→ Excerpt provided:

Order has always remained out of reach despite the essentially continuous and universal escalation of enforcement across regimes. The number of agents deployed at the U.S.-Mexico border has grown twentyfold since the 1970s, but the number of attempted crossings rose steadily for decades nonetheless, mostly driven by Mexican nationals, and stayed high until the 2008 economic crash. (By that point, there were an estimated 12.2 million undocumented immigrants in the country.) Attempted crossings began rising again during Obama’s term as the economy recovered and conditions in Central America deteriorated. Donald Trump then won the presidency on one of the most anti-immigrant platforms in American history and instituted policies that were as cruel as he had promised—but attempted crossings by Central Americans surged late in his term too.
On the other side of the equation, “comprehensive immigration reform”—the opening up of legal access to the country, for which border enforcement is always supposed to pave the way—was proposed in Congress under both Bush and Obama. It failed both times, buried in each case by white nativist sentiment. The premise, remember, is that the threat of strict enforcement will both reduce undocumented southern-border crossings and appease the faction of voters and representatives who believe that the immigrants who arrive in that manner are mostly drug traffickers and gang members who plan to defraud the welfare system. The reality is that it has never succeeded in either.

→ Task set:
a. According to the border enforcement passage, by how much has the number of agents at the U.S.-Mexico border grown since the 1970s?
b. Write out the border enforcement passage word for word between "On the other" and "succeeded in either.", inclusive.
Rely only on the text above for what follows.

→ Supplied records:
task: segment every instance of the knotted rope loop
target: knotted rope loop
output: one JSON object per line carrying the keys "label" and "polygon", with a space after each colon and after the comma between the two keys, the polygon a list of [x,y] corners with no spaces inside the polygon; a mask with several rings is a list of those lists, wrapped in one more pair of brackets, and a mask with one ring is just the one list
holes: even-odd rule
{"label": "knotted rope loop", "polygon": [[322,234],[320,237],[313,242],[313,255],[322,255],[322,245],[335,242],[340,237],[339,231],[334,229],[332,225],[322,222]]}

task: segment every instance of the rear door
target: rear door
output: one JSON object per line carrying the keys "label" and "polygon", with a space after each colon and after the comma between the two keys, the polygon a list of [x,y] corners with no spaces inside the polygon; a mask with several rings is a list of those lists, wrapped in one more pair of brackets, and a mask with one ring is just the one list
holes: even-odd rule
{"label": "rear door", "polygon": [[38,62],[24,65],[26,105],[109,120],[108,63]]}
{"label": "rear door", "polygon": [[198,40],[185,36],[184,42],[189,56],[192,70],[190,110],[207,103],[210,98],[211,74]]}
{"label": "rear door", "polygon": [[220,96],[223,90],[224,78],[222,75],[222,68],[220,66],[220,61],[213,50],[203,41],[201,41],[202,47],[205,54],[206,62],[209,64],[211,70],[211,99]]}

→ Exercise solutions:
a. It has grown twentyfold.

b.
On the other side of the equation, “comprehensive immigration reform”—the opening up of legal access to the country, for which border enforcement is always supposed to pave the way—was proposed in Congress under both Bush and Obama. It failed both times, buried in each case by white nativist sentiment. The premise, remember, is that the threat of strict enforcement will both reduce undocumented southern-border crossings and appease the faction of voters and representatives who believe that the immigrants who arrive in that manner are mostly drug traffickers and gang members who plan to defraud the welfare system. The reality is that it has never succeeded in either.